Natural-language object grounding data:
##############################
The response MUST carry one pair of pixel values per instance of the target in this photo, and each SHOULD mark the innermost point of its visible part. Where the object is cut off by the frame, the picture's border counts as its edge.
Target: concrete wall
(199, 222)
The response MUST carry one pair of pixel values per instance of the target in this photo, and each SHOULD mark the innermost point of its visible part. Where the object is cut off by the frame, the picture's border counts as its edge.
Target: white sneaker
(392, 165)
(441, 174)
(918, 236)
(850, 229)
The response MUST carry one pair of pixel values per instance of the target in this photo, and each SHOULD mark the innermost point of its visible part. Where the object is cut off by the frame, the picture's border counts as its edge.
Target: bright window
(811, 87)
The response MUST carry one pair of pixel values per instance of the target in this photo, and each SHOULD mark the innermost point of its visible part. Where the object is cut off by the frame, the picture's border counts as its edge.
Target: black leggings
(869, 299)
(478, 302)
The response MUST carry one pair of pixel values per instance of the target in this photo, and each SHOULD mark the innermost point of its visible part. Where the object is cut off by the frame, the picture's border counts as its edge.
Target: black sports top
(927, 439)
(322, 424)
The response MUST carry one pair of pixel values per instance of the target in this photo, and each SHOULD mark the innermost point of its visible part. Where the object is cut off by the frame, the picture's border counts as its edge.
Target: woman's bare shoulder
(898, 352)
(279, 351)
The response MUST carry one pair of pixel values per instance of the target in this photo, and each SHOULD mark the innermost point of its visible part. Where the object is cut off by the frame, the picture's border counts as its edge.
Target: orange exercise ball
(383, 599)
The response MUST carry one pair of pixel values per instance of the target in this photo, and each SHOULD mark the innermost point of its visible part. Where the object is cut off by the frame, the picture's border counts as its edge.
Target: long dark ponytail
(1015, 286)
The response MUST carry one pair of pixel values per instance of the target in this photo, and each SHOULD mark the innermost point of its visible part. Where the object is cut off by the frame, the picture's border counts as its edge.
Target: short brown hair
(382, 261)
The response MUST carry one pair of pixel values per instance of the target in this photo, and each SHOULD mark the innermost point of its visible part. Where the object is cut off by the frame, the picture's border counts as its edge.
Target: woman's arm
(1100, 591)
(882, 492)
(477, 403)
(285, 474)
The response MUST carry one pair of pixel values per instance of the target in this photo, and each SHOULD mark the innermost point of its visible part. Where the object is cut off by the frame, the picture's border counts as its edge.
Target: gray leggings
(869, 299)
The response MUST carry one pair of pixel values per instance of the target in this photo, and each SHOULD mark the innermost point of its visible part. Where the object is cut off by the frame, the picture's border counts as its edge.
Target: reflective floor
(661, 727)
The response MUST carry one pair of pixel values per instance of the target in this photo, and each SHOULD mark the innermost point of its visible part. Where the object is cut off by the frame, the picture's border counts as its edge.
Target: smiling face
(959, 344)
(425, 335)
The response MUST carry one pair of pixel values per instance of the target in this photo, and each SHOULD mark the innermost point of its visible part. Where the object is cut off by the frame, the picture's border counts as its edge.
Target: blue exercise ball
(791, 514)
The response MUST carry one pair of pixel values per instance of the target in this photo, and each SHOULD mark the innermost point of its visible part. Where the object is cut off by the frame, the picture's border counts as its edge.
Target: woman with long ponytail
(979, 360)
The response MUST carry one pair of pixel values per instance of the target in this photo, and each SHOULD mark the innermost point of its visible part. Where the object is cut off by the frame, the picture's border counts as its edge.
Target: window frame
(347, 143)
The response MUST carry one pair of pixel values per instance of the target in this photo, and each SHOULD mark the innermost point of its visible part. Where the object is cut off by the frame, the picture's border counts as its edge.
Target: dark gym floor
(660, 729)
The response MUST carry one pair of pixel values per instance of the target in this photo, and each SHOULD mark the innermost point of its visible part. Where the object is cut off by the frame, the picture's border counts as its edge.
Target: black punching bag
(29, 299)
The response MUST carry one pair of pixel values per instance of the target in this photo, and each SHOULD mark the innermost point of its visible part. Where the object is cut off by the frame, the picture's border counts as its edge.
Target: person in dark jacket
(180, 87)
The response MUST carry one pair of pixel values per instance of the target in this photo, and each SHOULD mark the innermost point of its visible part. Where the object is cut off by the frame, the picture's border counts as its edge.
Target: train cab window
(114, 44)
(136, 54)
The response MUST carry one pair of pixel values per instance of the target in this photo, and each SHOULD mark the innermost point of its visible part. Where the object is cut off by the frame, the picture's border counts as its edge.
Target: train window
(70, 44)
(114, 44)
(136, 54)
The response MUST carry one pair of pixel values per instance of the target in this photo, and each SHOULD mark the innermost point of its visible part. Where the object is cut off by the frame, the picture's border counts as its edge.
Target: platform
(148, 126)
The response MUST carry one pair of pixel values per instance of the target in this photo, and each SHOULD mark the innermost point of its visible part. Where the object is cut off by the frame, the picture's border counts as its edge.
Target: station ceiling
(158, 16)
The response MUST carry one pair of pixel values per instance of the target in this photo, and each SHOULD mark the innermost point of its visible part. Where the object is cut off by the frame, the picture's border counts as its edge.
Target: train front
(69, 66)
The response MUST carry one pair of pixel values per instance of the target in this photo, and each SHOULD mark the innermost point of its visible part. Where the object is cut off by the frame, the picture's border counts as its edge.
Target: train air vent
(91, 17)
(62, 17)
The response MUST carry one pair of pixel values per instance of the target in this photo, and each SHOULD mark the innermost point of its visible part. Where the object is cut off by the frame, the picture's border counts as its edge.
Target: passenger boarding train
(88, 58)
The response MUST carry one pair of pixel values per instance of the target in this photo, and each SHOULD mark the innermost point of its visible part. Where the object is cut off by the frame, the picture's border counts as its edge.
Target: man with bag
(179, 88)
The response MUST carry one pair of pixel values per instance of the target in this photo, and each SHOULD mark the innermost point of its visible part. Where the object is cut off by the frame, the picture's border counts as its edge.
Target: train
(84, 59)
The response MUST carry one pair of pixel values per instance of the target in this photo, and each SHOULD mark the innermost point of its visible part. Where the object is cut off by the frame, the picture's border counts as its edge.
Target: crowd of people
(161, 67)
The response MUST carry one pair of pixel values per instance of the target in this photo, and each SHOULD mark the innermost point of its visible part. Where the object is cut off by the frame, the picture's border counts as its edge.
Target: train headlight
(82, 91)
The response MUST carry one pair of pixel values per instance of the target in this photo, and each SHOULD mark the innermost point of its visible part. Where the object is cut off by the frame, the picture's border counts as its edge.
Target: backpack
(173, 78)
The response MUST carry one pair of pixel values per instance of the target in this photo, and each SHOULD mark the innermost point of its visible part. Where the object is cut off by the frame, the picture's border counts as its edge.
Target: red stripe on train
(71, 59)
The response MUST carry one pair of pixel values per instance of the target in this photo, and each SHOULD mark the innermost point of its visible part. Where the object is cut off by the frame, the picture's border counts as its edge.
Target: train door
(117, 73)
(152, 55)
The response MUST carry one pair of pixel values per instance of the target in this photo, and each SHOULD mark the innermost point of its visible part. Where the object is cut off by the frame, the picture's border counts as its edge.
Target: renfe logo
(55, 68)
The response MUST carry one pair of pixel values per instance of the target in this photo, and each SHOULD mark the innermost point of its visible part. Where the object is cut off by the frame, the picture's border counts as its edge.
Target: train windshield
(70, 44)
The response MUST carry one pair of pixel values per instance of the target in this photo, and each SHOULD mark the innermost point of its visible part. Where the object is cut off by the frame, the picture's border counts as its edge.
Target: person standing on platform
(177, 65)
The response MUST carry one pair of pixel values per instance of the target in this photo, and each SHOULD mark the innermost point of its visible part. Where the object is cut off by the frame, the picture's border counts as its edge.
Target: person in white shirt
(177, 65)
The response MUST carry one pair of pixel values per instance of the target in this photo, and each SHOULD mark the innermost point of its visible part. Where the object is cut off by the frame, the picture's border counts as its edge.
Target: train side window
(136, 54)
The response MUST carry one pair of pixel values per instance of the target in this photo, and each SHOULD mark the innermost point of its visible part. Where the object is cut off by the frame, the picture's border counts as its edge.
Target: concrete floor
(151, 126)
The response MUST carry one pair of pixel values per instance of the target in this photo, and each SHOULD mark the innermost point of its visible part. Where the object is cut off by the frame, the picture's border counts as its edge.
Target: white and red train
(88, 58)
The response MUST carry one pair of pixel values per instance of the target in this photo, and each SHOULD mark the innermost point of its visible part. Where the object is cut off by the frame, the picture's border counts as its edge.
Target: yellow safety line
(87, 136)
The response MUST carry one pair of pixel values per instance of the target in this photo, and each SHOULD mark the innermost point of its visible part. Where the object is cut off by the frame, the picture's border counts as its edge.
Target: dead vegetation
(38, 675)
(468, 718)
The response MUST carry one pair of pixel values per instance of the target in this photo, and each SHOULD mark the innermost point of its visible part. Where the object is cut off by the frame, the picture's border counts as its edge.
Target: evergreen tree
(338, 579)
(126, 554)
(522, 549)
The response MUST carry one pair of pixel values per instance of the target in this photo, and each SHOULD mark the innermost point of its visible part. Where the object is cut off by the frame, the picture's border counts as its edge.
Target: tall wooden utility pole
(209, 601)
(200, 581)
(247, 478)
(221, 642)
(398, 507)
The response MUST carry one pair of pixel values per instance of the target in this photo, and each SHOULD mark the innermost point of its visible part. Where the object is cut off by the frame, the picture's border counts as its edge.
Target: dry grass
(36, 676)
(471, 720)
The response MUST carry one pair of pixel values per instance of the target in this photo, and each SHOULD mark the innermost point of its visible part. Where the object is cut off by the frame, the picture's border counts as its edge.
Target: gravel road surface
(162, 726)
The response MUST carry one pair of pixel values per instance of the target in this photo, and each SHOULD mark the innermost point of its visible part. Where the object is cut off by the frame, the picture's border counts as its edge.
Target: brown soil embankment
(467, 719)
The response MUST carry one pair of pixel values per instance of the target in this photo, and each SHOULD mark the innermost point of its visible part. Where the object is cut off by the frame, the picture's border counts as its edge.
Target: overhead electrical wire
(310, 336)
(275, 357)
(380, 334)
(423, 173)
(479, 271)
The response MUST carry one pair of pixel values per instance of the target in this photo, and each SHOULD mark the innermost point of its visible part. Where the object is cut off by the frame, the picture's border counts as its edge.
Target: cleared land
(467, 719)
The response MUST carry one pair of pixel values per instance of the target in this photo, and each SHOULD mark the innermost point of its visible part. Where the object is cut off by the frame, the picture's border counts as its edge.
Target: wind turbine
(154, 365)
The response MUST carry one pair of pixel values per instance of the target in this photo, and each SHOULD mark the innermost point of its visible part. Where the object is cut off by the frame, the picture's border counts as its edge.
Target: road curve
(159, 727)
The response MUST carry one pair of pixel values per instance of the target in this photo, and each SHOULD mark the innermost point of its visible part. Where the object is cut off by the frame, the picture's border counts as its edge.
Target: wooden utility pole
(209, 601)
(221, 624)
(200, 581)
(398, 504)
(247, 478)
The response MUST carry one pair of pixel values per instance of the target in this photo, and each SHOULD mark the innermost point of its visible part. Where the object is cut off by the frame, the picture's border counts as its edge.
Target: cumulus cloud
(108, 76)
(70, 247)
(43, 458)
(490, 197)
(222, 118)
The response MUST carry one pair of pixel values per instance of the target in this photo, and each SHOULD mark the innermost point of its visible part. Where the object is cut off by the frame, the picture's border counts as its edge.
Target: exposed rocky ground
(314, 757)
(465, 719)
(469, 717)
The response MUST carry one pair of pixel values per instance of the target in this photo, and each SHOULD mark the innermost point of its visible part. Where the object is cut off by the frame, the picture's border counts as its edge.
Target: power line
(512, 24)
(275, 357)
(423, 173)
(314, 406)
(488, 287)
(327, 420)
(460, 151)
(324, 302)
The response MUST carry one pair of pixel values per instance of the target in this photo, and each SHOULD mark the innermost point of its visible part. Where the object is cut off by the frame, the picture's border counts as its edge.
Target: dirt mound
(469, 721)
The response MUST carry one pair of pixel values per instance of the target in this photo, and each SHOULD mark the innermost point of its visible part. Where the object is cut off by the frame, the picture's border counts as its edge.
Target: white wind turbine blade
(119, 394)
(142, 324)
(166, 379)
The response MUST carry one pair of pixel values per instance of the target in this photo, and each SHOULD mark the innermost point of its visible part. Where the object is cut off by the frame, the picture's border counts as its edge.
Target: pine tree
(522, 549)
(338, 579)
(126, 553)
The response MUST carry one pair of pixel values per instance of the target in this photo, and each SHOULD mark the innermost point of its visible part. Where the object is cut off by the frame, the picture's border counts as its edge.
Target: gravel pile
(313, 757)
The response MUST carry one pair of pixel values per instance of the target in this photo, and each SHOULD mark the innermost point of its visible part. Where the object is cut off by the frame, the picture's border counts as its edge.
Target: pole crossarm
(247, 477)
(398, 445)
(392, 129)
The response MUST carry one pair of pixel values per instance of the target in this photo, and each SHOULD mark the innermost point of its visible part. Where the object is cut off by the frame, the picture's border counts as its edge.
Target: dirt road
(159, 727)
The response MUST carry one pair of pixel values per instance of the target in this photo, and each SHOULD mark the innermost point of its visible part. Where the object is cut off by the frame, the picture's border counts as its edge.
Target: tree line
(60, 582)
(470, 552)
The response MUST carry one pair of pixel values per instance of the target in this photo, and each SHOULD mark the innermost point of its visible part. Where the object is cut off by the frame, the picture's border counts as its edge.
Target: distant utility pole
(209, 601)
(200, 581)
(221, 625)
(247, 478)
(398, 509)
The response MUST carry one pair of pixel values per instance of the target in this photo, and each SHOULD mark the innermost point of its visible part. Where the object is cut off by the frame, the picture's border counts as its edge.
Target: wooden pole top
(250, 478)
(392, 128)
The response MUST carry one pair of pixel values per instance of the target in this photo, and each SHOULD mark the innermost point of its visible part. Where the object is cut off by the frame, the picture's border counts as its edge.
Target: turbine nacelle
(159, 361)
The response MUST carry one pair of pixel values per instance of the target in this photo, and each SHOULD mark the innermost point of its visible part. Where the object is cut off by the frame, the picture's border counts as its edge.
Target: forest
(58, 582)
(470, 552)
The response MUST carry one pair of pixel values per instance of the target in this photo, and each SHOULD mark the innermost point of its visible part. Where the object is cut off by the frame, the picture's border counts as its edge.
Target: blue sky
##############################
TASK STATEMENT: What you write should match, character for character, the lines from the one with "Target: wooden pole top" to the end of the data, both included.

YOUR RESPONSE:
Target: wooden pole top
(250, 478)
(392, 128)
The response MUST carry one pair of pixel values per instance of the target in this photo, and each SHOULD mark the innermost point of its visible part. Where the object is cut off by the frame, the picture's border counts as its edge.
Target: turbine nacelle
(159, 361)
The response MUST carry one pair of pixel values per instance of the target in this photo, and each SHOULD mark the innermost point of its visible part. Where the object is cut off by the frame, the picture's border counts as its edge.
Target: forest
(58, 582)
(470, 552)
The response MUST carry one pair of pixel values per instance of the target in this photo, and each SHOULD mark the innermost point of its visible part. Where the object is cut off by the frame, the picture's border counts as its edge.
Target: blue sky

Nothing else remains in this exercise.